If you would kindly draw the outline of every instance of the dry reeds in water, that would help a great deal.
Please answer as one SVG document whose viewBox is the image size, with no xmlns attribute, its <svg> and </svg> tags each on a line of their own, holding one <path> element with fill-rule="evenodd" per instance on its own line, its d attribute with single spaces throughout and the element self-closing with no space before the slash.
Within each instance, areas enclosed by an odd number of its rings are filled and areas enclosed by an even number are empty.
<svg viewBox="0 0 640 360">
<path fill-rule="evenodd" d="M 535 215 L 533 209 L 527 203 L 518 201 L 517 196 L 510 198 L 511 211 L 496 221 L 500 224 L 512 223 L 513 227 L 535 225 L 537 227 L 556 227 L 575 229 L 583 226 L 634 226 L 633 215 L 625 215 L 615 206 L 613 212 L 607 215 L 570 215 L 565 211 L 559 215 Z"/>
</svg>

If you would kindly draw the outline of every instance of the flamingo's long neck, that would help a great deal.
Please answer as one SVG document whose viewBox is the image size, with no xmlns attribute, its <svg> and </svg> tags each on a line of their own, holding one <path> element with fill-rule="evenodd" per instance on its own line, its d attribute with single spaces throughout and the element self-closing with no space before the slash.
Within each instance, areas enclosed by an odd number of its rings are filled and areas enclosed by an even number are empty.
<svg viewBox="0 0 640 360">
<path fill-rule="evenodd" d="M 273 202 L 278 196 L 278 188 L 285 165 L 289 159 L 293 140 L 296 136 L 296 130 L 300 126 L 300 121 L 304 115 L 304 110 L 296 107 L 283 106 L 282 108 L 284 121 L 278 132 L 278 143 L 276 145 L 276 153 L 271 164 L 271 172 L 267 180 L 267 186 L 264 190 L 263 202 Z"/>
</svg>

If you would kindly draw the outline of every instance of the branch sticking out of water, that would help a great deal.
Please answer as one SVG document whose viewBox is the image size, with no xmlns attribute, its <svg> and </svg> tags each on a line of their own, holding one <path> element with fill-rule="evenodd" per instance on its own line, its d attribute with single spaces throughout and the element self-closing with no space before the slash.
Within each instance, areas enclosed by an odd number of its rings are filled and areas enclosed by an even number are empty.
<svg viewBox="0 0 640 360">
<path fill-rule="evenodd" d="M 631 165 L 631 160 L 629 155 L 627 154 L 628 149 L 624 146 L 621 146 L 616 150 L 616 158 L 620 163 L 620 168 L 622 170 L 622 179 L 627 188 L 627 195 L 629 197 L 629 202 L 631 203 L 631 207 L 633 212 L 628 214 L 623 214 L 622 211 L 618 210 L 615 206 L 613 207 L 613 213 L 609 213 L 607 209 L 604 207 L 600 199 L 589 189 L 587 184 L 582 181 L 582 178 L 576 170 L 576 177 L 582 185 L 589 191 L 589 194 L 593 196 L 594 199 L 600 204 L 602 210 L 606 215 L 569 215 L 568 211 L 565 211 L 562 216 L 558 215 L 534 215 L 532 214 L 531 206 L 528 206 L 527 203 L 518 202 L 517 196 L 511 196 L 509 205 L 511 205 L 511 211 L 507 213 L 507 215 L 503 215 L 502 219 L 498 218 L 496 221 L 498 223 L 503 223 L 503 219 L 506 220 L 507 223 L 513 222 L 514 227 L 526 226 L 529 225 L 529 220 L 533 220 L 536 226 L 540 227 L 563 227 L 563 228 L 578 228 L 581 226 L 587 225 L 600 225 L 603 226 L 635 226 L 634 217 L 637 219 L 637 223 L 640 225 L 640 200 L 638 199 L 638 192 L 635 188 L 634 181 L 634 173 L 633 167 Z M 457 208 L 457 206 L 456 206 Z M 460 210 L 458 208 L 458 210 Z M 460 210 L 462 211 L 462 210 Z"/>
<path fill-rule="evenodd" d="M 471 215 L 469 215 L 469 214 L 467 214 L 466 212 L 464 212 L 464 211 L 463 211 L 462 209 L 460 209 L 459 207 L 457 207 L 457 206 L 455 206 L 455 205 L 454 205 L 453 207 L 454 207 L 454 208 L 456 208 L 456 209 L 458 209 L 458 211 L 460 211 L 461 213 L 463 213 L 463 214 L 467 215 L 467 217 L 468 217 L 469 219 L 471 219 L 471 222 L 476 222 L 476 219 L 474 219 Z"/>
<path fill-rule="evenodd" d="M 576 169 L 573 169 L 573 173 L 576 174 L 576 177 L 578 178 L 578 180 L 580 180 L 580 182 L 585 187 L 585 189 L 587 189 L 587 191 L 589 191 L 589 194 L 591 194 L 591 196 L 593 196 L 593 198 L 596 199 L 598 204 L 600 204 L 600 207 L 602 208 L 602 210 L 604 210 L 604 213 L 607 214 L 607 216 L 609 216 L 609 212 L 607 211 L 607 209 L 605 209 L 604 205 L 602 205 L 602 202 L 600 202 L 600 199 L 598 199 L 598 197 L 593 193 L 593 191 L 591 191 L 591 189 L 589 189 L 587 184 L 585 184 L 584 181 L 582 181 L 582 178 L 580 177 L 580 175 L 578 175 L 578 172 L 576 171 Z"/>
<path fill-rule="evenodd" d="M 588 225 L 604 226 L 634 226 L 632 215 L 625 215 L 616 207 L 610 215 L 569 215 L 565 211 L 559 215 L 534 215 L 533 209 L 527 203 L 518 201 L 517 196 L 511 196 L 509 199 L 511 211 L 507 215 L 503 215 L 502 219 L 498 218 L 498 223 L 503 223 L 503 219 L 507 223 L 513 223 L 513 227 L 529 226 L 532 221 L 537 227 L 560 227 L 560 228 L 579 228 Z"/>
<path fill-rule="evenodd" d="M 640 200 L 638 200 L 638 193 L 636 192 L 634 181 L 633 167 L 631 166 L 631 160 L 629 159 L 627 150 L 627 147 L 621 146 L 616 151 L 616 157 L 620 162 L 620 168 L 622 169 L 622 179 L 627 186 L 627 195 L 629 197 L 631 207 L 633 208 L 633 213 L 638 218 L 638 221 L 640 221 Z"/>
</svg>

■ ■ ■ ■ ■ ■ ■

#### Exercise
Reproduce all the data exactly. Include every line.

#### Solution to this problem
If you would kindly draw the outline of every instance of the dry reeds in water, that would help a great deal.
Please answer as one SVG document whose viewBox is the image size, with no xmlns attribute, its <svg> and </svg> tags each on a line of their own, holding one <path> element with fill-rule="evenodd" per instance on its own line, its d attribute with single spaces throughout and the element self-closing with no space before the slash.
Within each instance, areas enclosed by an odd number of its rings are filled and areas enclosed by an even number are empty.
<svg viewBox="0 0 640 360">
<path fill-rule="evenodd" d="M 535 215 L 533 209 L 527 203 L 518 201 L 517 196 L 510 198 L 511 211 L 496 221 L 500 224 L 512 223 L 513 227 L 535 225 L 537 227 L 556 227 L 575 229 L 583 226 L 634 226 L 633 215 L 625 215 L 615 206 L 613 212 L 607 215 L 570 215 L 565 211 L 559 215 Z"/>
</svg>

If you would kindly draw the outline of every instance of the flamingo's long neck, that would help a great deal.
Please answer as one SVG document whose viewBox is the image size, with no xmlns attribute, its <svg> and </svg> tags each on a line of their own, holding one <path> element with fill-rule="evenodd" per instance on its own line, its d attribute with single spaces throughout and the element self-closing with no space before the slash.
Within each instance, areas enclosed by an odd number of its rings are filled and areas enclosed by an even number are empty.
<svg viewBox="0 0 640 360">
<path fill-rule="evenodd" d="M 273 202 L 278 196 L 278 188 L 285 165 L 289 159 L 293 140 L 296 136 L 296 130 L 300 126 L 300 121 L 304 115 L 304 110 L 296 107 L 283 106 L 282 108 L 284 121 L 278 132 L 278 143 L 276 145 L 276 153 L 271 164 L 271 172 L 267 180 L 267 186 L 264 190 L 263 202 Z"/>
</svg>

If you would kindly draw the outline of every instance of the branch sticking out of water, that would help a great deal.
Please answer as one SVG document whose viewBox is the image size, with no xmlns attribute, its <svg> and </svg> tags each on a line of their own, holding one <path> element with fill-rule="evenodd" per instance on its own line, its d attribute with single spaces throughout and the element self-closing with no space before the slash.
Within each instance, areas enclosed by an odd number of its rings are filled and areas enclosed by an even number are empty.
<svg viewBox="0 0 640 360">
<path fill-rule="evenodd" d="M 631 165 L 631 160 L 629 155 L 627 154 L 628 149 L 624 146 L 621 146 L 616 150 L 616 158 L 620 163 L 620 168 L 622 170 L 622 179 L 627 188 L 627 195 L 629 197 L 629 202 L 631 203 L 631 207 L 633 212 L 628 214 L 623 214 L 622 211 L 618 210 L 615 206 L 613 207 L 613 213 L 609 213 L 607 209 L 604 207 L 600 199 L 589 189 L 587 184 L 582 181 L 582 178 L 576 170 L 576 177 L 582 185 L 589 191 L 589 194 L 593 196 L 594 199 L 600 204 L 602 210 L 606 215 L 569 215 L 568 211 L 565 211 L 562 216 L 558 215 L 534 215 L 532 214 L 531 206 L 528 206 L 527 203 L 518 202 L 517 196 L 511 196 L 509 205 L 511 205 L 511 211 L 507 213 L 507 215 L 503 215 L 502 219 L 498 218 L 496 221 L 498 223 L 503 223 L 503 219 L 506 220 L 507 223 L 513 222 L 514 227 L 526 226 L 529 225 L 529 220 L 533 220 L 536 226 L 540 227 L 563 227 L 563 228 L 578 228 L 581 226 L 587 225 L 600 225 L 603 226 L 635 226 L 634 217 L 637 219 L 637 223 L 640 225 L 640 200 L 638 199 L 638 192 L 635 188 L 634 181 L 634 173 L 633 167 Z M 457 208 L 457 206 L 456 206 Z M 460 210 L 458 208 L 458 210 Z M 460 210 L 462 211 L 462 210 Z"/>
<path fill-rule="evenodd" d="M 471 215 L 469 215 L 469 214 L 467 214 L 466 212 L 464 212 L 464 211 L 463 211 L 462 209 L 460 209 L 459 207 L 457 207 L 457 206 L 455 206 L 455 205 L 454 205 L 453 207 L 454 207 L 454 208 L 456 208 L 456 209 L 458 209 L 458 211 L 460 211 L 461 213 L 463 213 L 463 214 L 467 215 L 467 217 L 468 217 L 469 219 L 471 219 L 471 222 L 476 222 L 476 219 L 474 219 Z"/>
<path fill-rule="evenodd" d="M 576 169 L 573 169 L 573 173 L 576 174 L 576 177 L 578 178 L 578 180 L 580 180 L 580 182 L 585 187 L 585 189 L 587 189 L 587 191 L 589 191 L 589 194 L 591 194 L 591 196 L 593 196 L 593 198 L 596 199 L 598 204 L 600 204 L 600 207 L 602 208 L 602 210 L 604 210 L 604 213 L 607 214 L 607 216 L 609 216 L 609 212 L 607 211 L 607 209 L 605 209 L 604 205 L 602 205 L 602 202 L 600 202 L 600 199 L 598 199 L 598 197 L 593 193 L 593 191 L 591 191 L 591 189 L 589 189 L 587 184 L 585 184 L 584 181 L 582 181 L 582 178 L 580 177 L 580 175 L 578 175 L 578 172 L 576 171 Z"/>
<path fill-rule="evenodd" d="M 588 225 L 604 226 L 634 226 L 632 215 L 625 215 L 616 207 L 610 215 L 569 215 L 565 211 L 559 215 L 534 215 L 533 209 L 527 203 L 518 201 L 517 196 L 511 196 L 509 199 L 511 211 L 507 215 L 503 215 L 502 219 L 498 218 L 498 223 L 503 223 L 503 219 L 507 223 L 513 223 L 513 227 L 529 226 L 532 221 L 537 227 L 560 227 L 560 228 L 579 228 Z"/>
<path fill-rule="evenodd" d="M 640 200 L 638 200 L 638 193 L 636 192 L 634 181 L 633 167 L 631 166 L 631 160 L 629 159 L 627 150 L 627 147 L 621 146 L 616 151 L 616 157 L 620 162 L 620 168 L 622 169 L 622 179 L 627 186 L 627 195 L 629 197 L 631 207 L 633 208 L 633 213 L 638 218 L 638 221 L 640 221 Z"/>
</svg>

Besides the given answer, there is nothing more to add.